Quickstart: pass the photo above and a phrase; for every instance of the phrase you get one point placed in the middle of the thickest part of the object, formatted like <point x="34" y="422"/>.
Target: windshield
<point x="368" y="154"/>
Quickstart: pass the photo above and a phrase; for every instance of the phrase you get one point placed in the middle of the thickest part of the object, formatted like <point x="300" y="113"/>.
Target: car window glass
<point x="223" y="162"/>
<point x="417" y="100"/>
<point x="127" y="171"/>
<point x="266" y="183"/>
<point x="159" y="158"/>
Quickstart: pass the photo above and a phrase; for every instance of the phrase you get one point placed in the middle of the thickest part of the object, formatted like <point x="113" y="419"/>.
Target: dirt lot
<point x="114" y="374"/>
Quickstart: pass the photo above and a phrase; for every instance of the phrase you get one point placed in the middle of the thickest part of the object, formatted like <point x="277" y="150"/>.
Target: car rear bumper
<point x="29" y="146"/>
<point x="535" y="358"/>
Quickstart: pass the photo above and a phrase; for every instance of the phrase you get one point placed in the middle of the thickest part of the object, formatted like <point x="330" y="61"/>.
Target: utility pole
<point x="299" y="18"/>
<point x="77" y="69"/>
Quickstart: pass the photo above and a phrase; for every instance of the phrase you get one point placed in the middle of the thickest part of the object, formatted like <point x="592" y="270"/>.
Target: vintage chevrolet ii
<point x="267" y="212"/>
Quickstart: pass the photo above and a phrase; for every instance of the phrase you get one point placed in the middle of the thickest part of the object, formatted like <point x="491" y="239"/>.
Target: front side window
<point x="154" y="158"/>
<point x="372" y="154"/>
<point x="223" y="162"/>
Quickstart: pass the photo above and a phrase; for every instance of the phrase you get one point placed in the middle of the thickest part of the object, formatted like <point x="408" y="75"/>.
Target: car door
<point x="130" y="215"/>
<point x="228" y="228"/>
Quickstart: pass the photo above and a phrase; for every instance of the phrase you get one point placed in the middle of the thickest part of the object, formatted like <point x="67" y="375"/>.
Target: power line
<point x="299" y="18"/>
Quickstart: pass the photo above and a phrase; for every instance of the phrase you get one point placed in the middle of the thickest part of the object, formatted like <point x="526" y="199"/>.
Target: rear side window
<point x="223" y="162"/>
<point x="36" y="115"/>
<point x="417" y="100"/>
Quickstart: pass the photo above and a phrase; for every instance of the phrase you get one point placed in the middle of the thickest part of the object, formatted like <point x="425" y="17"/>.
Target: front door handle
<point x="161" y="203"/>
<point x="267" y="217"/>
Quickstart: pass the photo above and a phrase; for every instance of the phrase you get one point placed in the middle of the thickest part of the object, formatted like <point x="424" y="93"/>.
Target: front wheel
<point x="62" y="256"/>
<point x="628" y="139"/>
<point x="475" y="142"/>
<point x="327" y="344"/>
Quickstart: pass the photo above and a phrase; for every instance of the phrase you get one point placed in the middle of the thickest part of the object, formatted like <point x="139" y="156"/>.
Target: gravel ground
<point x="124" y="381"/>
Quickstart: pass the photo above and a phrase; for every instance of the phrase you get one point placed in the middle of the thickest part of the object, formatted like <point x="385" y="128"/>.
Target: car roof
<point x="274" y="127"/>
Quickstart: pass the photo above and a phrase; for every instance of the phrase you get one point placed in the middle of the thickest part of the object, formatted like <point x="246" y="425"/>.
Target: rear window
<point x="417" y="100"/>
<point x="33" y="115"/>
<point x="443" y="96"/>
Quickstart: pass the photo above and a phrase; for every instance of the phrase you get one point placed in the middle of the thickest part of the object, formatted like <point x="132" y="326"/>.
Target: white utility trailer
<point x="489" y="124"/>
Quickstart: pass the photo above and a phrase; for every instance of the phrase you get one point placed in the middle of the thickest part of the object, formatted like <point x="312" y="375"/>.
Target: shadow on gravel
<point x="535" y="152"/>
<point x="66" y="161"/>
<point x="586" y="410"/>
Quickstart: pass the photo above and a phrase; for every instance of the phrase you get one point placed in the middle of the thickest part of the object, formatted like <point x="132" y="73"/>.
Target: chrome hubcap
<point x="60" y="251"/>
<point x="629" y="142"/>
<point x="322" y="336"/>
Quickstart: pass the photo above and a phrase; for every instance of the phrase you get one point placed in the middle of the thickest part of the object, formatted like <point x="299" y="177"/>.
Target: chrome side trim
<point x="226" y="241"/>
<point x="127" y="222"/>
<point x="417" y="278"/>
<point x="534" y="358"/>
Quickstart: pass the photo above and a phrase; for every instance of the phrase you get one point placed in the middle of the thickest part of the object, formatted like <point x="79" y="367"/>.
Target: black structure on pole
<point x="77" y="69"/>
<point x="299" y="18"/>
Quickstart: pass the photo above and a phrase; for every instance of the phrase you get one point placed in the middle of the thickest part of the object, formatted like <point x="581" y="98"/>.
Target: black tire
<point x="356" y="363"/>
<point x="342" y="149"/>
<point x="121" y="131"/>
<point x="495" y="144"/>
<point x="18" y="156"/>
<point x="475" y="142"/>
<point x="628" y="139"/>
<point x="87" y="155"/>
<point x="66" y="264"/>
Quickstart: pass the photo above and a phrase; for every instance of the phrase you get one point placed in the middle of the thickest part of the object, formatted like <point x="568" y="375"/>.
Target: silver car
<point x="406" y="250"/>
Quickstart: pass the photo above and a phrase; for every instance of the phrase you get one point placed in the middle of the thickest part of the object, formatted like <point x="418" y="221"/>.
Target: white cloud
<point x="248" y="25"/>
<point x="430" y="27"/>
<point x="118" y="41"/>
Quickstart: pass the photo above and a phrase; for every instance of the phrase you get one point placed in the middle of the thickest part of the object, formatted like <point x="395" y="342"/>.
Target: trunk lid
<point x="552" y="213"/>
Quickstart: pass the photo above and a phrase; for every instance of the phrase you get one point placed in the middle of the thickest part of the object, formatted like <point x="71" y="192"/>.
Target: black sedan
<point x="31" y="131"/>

Requirement:
Extract all of the data shown above without alteration.

Answer to this problem:
Quickstart: pass the photo above and a phrase; for every instance of the phrase you get one point placed in the middle of the thickest part of the object, formatted like <point x="34" y="422"/>.
Target: windshield
<point x="368" y="154"/>
Quickstart: pass the photo above and a phrase; for every instance of the phrase you get one point placed in the middle of the thickest part of the object, formatted like <point x="300" y="113"/>.
Target: car window glass
<point x="223" y="162"/>
<point x="417" y="100"/>
<point x="127" y="171"/>
<point x="266" y="183"/>
<point x="159" y="158"/>
Quickstart: pass the photo above and a phrase; for every instance of the phrase you get one point placed in the middle of the thickest part of the object, formatted like <point x="113" y="419"/>.
Target: dirt lot
<point x="114" y="374"/>
Quickstart: pass the photo above and a phrase; for every instance of the phrase you get one point placed in the middle of the thickest part of the object, formatted like <point x="277" y="150"/>.
Target: car rear bumper
<point x="29" y="146"/>
<point x="535" y="358"/>
Quickstart: pass the photo above and a phrase; for every instance of the phrase you get one point placed in the middle of the thickest part of the object, formatted like <point x="330" y="61"/>.
Target: utility pole
<point x="299" y="18"/>
<point x="77" y="69"/>
Quickstart: pass the photo above and a phrase; for every instance of the phrase you get one point placed in the middle of the thickest part of the object, formatted like <point x="592" y="270"/>.
Target: vintage chevrolet ii
<point x="267" y="212"/>
Quickstart: pass the photo above and a phrase; for every instance of the phrase you get one point placed in the middle of the thickest part of the object, formatted like <point x="491" y="239"/>.
Target: front side window
<point x="154" y="158"/>
<point x="372" y="154"/>
<point x="223" y="162"/>
Quickstart: pass the photo above and a phrase; for every instance of the phrase you get one point placed in the middle of the thickest part of the object, formatted like <point x="408" y="75"/>.
Target: car door
<point x="130" y="215"/>
<point x="228" y="228"/>
Quickstart: pass the photo above and a phrase; for every instance of the phrase you get one point placed in the middle of the thickest part of the object, formatted like <point x="67" y="375"/>.
Target: power line
<point x="299" y="18"/>
Quickstart: pass the photo above and a phrase; for every instance of the phrase you get one point placed in the middle of the thickest part of the object, formatted like <point x="526" y="199"/>.
Target: rear side window
<point x="223" y="162"/>
<point x="36" y="115"/>
<point x="417" y="100"/>
Quickstart: pass the photo above and a phrase; for every instance of the phrase you get one point placed in the middle of the thickest part of the object, formatted like <point x="425" y="17"/>.
Target: front door handle
<point x="161" y="203"/>
<point x="267" y="217"/>
Quickstart: pass the photo above and a phrase; for every instance of the phrase you get one point placed in the middle of the thickest part of the object, formatted like <point x="424" y="93"/>.
Target: front wheel
<point x="62" y="256"/>
<point x="628" y="139"/>
<point x="475" y="142"/>
<point x="327" y="344"/>
Quickstart: pass the photo above and a phrase; for every instance of the phrase you get one point placed in the middle of the thickest part of the object, formatted like <point x="139" y="156"/>.
Target: gravel ground
<point x="124" y="381"/>
Quickstart: pass the photo above and a phrase; for every instance of the phrase you get one point placed in the middle of the thickest part of the object, formatted like <point x="385" y="128"/>.
Target: car roof
<point x="274" y="127"/>
Quickstart: pass the photo above and a phrase; for every instance of the phrase you get one point placed in the middle of the thickest part of the object, formatted like <point x="246" y="425"/>.
Target: rear window
<point x="417" y="100"/>
<point x="33" y="115"/>
<point x="443" y="96"/>
Quickstart: pass the photo above and a phrase; for every instance of the phrase you get one point placed in the middle of the thickest part of the object, formatted like <point x="132" y="326"/>.
Target: white utility trailer
<point x="489" y="124"/>
Quickstart: pass the photo above and a phrase; for every instance of the phrase you get one point placed in the middle of the thickest part of the object, formatted like <point x="312" y="375"/>.
Target: shadow on gravel
<point x="535" y="152"/>
<point x="66" y="161"/>
<point x="586" y="410"/>
Quickstart: pass the photo above and a phrase; for every instance of the phrase you get one point placed in the middle of the thickest part of the object, formatted like <point x="132" y="73"/>.
Target: chrome hubcap
<point x="60" y="251"/>
<point x="629" y="142"/>
<point x="322" y="336"/>
Quickstart: pass the photo above and a phrase; for every instance of the phrase you get one point placed in the middle of the thickest part of the object, formatted like <point x="299" y="177"/>.
Target: chrome side trim
<point x="226" y="241"/>
<point x="127" y="222"/>
<point x="417" y="278"/>
<point x="534" y="358"/>
Quickstart: pass the photo above and a phrase; for every instance of the phrase you get one point placed in the middle of the thickest part of the object, formatted like <point x="79" y="367"/>.
Target: black structure on pole
<point x="77" y="69"/>
<point x="299" y="18"/>
Quickstart: pass the photo above and a phrase; for every instance of the phrase you get one point placed in the middle of the thickest part of the object, formatted like <point x="581" y="98"/>.
Target: black tire
<point x="356" y="363"/>
<point x="342" y="149"/>
<point x="121" y="131"/>
<point x="495" y="144"/>
<point x="18" y="156"/>
<point x="475" y="142"/>
<point x="628" y="139"/>
<point x="87" y="155"/>
<point x="66" y="264"/>
Quickstart: pass the photo above and a phrase; for every instance of the phrase you get one point placed in the middle of the thickest part of the object, formatted like <point x="568" y="375"/>.
Target: silver car
<point x="406" y="250"/>
Quickstart: pass the photo above and a phrase; for every instance of the phrase you get one point placed in the middle of the thickest part of the object, formatted like <point x="418" y="221"/>.
Target: white cloud
<point x="248" y="25"/>
<point x="430" y="27"/>
<point x="118" y="41"/>
Quickstart: pass the photo above and a phrase; for every instance of the phrase you get one point placed in the middle of the thickest part of the object, formatted like <point x="395" y="342"/>.
Target: trunk lid
<point x="552" y="213"/>
Quickstart: pass the photo above and a phrase; for every instance of the phrase you get one point placed in the middle of the thickest part of the object, formatted like <point x="71" y="192"/>.
Target: black sedan
<point x="31" y="131"/>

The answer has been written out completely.